Vitality

Stress During Pregnancy Linked To Kids' Poor Motor Skills Later In Life

Pregnant Stress
Stressful pregnancies may lead a mother to give birth to a child with poor motor skills. Photo courtesy of Flickr, Johan Blomström

Stressed out during pregnancy? It may affect your child’s motor skill development for years to come. Researchers from the University of Notre Dame in Australia in collaboration with the Telethon Kids Institute discovered the effects a pregnant woman’s stress can have on how a child writes, throws, and runs. The study, published in the journal Child Development, demonstrates the increased need for stress screenings during pregnancy in order to avoid harming the developing fetus.

"Given our findings on the importance of mothers' emotional and mental health on a wide range of developmental and health outcomes," said the study’s co-author Beth Hands, a professor of human movement at the University of Notre Dame, in a press release, "programs aimed at detecting and reducing maternal stress during pregnancy may alert parents and health professionals to potential difficulties and improve the long-term outcomes for these children."

#### [Brief 1]
Which journal published the study described in the article on pregnancy stress?
#### [Brief 2]
Continue the article on pregnancy stress from the end of its last paragraph.
The data that comes next has no connection to the article on pregnancy stress.

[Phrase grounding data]
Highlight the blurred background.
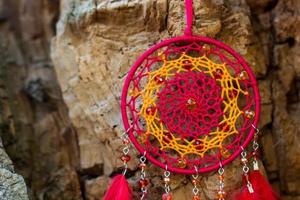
[0,0,300,200]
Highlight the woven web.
[126,42,255,169]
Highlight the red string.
[184,0,193,36]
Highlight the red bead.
[245,110,255,119]
[238,71,248,81]
[139,163,146,169]
[139,179,149,188]
[213,69,223,79]
[185,98,197,110]
[251,151,260,158]
[163,132,172,143]
[177,158,187,168]
[146,107,156,115]
[195,140,204,151]
[219,175,224,181]
[164,177,171,183]
[228,90,238,99]
[244,174,249,182]
[192,179,199,185]
[121,155,131,163]
[183,60,193,70]
[219,122,230,132]
[123,139,130,145]
[202,44,210,51]
[162,193,173,200]
[241,158,248,164]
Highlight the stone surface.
[0,0,300,200]
[0,0,81,199]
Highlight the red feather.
[103,174,132,200]
[234,170,280,200]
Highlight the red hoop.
[121,36,260,174]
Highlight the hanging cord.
[139,151,149,200]
[184,0,193,36]
[252,124,259,170]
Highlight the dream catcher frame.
[104,0,279,200]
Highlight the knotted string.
[184,0,193,36]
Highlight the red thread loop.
[184,0,193,36]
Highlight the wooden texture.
[0,0,300,200]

#### [Task answer 1]
Child Development

#### [Task answer 2]
For the study, researchers followed 2,900 mothers throughout their pregnancies and then followed up with their children when they were 10, 14, and 17 years of age. Each mother was asked about stressful events during their pregnancy, including financial hardships, deaths in the family or of a close friend, separation or divorce, marital problems, or difficulties with the pregnancy. They were asked when they were 18 weeks pregnant and then later at 34 weeks pregnant.

Next, their children were tested for motor development and coordination, which is responsible for how a child writes, runs, and throws. The test measured hand strength, distance jump, walk along a line heel to toe, and to stand on one food. They also asked their ability to move beads on a box, thread beads on a road, and tap a finger over 10 seconds, among other assessments.

Mothers who experienced more stressful events during their pregnancy gave birth to children who scored lower on motor skill development than other children. Stress later in pregnancy had a greater negative influence on a child’s motor skills than those who experienced stressful events early on.  

According to the American Psychological Association, more women report feeling a great deal of stress compared to men, and nearly half of those surveyed said their stress has increased in the last five years. Women also felt more physical and emotional symptoms like headaches, upset stomach or indigestion, and feeling like they could cry.

The American Institute of Stress provides insight into why women may experience more stress than men: The number one reason is hormones. Compared to men, women experience a greater fluctuation in hormones levels associated with symptoms of depression. During pregnancy, a woman goes through extreme hormones changes, which increases the need for a low-stress life. Of course, some stressful situations like a death in the family are out of a mother’s control; however, the way a mother-to-be handles the stress can change the way it impacts her child.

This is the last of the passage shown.